Advocate has spent 30 years improving lives
Michelle Bobrow to be honored for supporting foster children
Michelle Bobrow has spent 30 years serving as an advocate for children in foster care. As a volunteer with CASA — Court Appointed Special Advocate — she helps ensure that children who have been removed from their homes because of abuse, neglect, or abandonment have a safety net of support.
Appointed by a family court judge to conduct an independent investigation into a child’s life, CASA advocates meet with parents, teachers, social workers, health-care workers, and relatives — and with the child — to gather information to help the judge assigned to the case evaluate the situation and make decisions about the youngster’s future.
In the field, Bobrow is known for her tenacity. If her calls are not returned, she finds another way. “I set my teeth and move forward,” said the Maplewood resident. “Kids are in situations through no fault of their own and they deserve better, and if we can make their lives better, it’s incumbent on us to do what we can.”
Bobrow will be honored Saturday, Oct. 19, at the Ruby Red Shoe Bash, which raises funds to recruit and train child advocates for CASA for Children of Essex County, the oldest and largest CASA program in New Jersey. She is the first recipient of the CASA Star Honoree Award, which recognizes outstanding volunteers.
Tamara Harris, the executive director of Essex County CASA, said Bobrow’s work is critical to the well-being of the children. CASA interviewed several people, now adults, who had Bobrow as their advocate during childhood. Harris said one woman told CASA having Bobrow on her side “was a turning point in her life; she is forever grateful.”

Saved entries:
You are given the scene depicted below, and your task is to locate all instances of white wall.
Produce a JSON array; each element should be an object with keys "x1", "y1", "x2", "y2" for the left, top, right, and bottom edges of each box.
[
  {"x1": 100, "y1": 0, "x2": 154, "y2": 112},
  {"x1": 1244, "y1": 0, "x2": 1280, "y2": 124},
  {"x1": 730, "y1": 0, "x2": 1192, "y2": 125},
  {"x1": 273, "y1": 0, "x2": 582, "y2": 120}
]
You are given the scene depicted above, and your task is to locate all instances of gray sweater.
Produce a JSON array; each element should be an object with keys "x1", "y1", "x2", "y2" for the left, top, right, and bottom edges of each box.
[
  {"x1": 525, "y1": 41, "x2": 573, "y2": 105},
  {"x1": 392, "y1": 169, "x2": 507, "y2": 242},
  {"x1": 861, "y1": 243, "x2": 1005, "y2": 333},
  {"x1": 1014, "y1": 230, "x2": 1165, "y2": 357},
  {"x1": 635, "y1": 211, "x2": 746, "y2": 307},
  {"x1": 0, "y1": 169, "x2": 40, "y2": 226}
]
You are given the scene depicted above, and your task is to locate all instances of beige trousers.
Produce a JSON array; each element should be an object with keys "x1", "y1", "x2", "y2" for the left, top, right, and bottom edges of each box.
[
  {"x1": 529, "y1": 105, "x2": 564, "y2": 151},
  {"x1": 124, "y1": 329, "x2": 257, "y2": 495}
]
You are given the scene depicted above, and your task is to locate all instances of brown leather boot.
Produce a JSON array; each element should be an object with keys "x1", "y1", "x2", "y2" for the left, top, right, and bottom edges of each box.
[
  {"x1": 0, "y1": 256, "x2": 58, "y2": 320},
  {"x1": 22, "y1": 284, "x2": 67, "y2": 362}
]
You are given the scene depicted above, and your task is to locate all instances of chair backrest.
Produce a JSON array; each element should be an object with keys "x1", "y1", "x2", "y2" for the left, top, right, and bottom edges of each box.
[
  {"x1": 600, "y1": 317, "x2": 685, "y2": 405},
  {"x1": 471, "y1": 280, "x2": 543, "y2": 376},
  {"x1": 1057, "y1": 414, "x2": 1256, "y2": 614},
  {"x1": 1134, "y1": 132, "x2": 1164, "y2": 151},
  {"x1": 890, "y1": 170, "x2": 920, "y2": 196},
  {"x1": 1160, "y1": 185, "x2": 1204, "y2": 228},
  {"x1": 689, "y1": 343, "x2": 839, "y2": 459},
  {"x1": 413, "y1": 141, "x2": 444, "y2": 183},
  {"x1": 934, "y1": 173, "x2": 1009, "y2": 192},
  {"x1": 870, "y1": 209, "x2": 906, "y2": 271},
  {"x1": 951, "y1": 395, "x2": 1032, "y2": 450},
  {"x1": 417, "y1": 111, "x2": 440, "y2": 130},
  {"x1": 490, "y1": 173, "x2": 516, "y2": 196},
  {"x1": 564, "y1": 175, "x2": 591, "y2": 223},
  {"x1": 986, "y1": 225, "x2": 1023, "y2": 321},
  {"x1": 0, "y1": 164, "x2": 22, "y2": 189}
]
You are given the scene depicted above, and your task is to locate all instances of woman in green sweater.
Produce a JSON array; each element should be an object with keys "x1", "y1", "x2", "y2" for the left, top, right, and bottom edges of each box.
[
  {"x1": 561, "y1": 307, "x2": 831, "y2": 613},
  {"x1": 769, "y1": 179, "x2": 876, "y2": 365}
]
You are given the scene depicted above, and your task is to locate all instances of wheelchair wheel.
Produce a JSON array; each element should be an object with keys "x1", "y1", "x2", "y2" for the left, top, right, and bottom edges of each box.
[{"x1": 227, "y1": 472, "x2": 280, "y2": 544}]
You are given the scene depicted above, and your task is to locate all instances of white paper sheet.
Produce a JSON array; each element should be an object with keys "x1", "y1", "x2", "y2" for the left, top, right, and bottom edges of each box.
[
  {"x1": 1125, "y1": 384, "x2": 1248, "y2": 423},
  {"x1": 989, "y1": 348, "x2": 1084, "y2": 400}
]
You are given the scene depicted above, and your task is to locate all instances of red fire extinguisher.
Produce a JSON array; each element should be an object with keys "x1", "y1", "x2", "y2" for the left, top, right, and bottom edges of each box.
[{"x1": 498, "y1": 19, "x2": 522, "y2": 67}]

## [WORK INSTRUCTION]
Answer these questions using the article about Michelle Bobrow:
1. How many years has Bobrow spent as an advocate for children in foster care?
2. In what town does Bobrow live?
3. At what event will Bobrow be honored on Saturday, Oct. 19?
The data has no connection to the article about Michelle Bobrow.

## [COMPLETED EXERCISE]
1. 30 years
2. Maplewood
3. The Ruby Red Shoe Bash